* **What this exercise asks**
1. According to the banking regulation excerpt, how many days' notice must depository institutions give customers and regulatory authorities before closing a branch?
2. Update the banking regulation excerpt between "FDICIA also directs" and "agency deems appropriate.", inclusive, replacing "asset growth" with "deposit growth".
3. Which activities does the Gramm-Leach-Bliley Act define as "financial in nature," according to the banking regulation excerpt?

* **Document segment**

----------

FDICIA also directs that each federal banking agency prescribe standards for
depository institutions and depository institution holding companies relating to
internal controls, information systems, internal audit systems, loan
documentation, credit underwriting, interest rate exposure, asset growth, a
maximum ratio of classified assets to capital, a minimum ratio of market value
to book value for publicly traded shares (if feasible) and such other standards
as the agency deems appropriate.
FDICIA also contains a variety of other provisions that could affect the
operations of the Corporation, including reporting requirements, regulatory
standards for real estate lending, "truth in savings" provisions, the
requirement that depository institutions give 90 days notice to customers and
regulatory authorities before closing any branch, limitations on credit exposure
between banks, restrictions on loans to a bank's insiders and guidelines
governing regulatory examinations.
2
BIF Premiums and Recapitalization of SAIF
The Corporation is a member of the Bank Insurance Fund ("BIF") of the FDIC. The
FDIC also maintains another insurance fund, the Savings Association Insurance
Fund ("SAIF"), which primarily covers savings and loan association deposits but
also covers deposits that are acquired by a BIF-insured institution from a
savings and loan association ("Oakar deposits"). The Corporation had
approximately $385.3 million of deposits at December 31, 1999, with respect to
which it pays SAIF FICO Assessments.
The Economic Growth and Regulatory Reduction Act of 1996 (the "1996 Act") signed
into law on September 30, 1996, included the Deposit Insurance Funds Act of 1996
(the "Funds Act") under which the FDIC was required to impose special
assessments on SAIF-assessable deposits to recapitalize the SAIF. Under the
Funds Act, the FDIC also changed assessments for SAIF and BIF deposits in a 5 to
1 ratio to pay Financing Corp. ("FICO") bonds until January 1, 2000. A FICO rate
of approximately 1.29 basis points was charged on BIF deposits, and
approximately 6.44 basis points was on SAIF deposits.
The Gramm-Leach-Bliley Act Of 1999
On November 12, 1999, President Clinton signed into law the Gramm-Leach-Bliley
Act (the "Act") which among other things, permits qualifying bank holding
companies to become financial holding companies and thereby affiliate with
securities firms and insurance companies and engage in other activities that are
financial in nature. The Act defines "financial in nature" to include securities
underwriting, dealing and market making; sponsoring mutual funds and investment
companies; insurance underwriting and agency; merchant banking activities; and
activities that the Board has determined to be closely related to banking. A
qualifying national bank also may engage subject to limitations on investment,
in activities that are financial in nature, other than insurance underwriting,
insurance company portfolio investment, real estate development, and real estate
investment, through a financial subsidiary of the bank.
Proposed Legislation
From time to time proposals are made in the U.S. Congress and before various
bank regulatory authorities which would alter the policies of and place
restrictions on different types of banking operations. It is impossible to
predict the impact, if any, of potential legislative trends on the business of
the Corporation and the Bank.

----------

[Records]
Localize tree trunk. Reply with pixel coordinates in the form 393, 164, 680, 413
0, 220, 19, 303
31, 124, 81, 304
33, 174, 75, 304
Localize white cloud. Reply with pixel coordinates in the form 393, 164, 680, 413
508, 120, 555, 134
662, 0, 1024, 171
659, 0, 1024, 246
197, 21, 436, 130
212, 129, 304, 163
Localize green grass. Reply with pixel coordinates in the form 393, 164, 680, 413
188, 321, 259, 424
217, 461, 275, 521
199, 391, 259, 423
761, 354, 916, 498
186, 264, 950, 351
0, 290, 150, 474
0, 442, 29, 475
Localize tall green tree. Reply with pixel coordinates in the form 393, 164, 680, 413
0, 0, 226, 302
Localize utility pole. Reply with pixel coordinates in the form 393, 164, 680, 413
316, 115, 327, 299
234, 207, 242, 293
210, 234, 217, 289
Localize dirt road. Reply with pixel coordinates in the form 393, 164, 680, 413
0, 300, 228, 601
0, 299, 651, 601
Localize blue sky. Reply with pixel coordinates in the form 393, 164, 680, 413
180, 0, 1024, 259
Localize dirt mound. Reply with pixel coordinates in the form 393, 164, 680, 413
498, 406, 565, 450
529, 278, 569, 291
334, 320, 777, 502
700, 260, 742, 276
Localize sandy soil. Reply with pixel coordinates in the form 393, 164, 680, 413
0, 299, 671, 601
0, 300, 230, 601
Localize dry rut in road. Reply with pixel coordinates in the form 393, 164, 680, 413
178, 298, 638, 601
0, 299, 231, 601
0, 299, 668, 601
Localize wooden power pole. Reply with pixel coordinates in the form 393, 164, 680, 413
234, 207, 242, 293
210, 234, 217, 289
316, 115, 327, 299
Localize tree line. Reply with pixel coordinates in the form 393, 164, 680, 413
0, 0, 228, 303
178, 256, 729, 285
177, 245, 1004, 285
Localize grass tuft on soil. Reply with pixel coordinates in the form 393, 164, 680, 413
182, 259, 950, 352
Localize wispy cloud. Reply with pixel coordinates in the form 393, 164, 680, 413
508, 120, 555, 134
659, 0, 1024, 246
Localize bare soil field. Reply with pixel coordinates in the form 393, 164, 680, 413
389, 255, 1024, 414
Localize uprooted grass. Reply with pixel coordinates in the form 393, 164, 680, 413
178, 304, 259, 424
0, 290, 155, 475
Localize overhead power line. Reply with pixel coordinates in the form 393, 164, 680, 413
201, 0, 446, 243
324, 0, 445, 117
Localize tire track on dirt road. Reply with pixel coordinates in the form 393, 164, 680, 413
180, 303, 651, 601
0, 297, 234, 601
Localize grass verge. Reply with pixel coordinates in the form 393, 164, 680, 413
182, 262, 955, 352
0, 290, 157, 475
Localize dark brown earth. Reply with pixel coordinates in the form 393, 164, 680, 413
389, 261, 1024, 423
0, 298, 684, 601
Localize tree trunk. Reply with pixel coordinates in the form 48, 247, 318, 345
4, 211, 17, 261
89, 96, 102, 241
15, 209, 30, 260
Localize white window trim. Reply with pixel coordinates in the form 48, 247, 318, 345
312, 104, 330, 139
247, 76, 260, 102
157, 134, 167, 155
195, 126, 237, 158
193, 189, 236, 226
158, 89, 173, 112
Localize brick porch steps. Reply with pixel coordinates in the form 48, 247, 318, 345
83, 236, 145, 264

----------

* **Responses to the tasks**
1. 90 days

2.
FDICIA also directs that each federal banking agency prescribe standards for
depository institutions and depository institution holding companies relating to
internal controls, information systems, internal audit systems, loan
documentation, credit underwriting, interest rate exposure, deposit growth, a
maximum ratio of classified assets to capital, a minimum ratio of market value
to book value for publicly traded shares (if feasible) and such other standards
as the agency deems appropriate.

3.
- Securities underwriting, dealing and market making
- Sponsoring mutual funds and investment companies
- Insurance underwriting and agency
- Merchant banking activities
- Activities that the Board has determined to be closely related to banking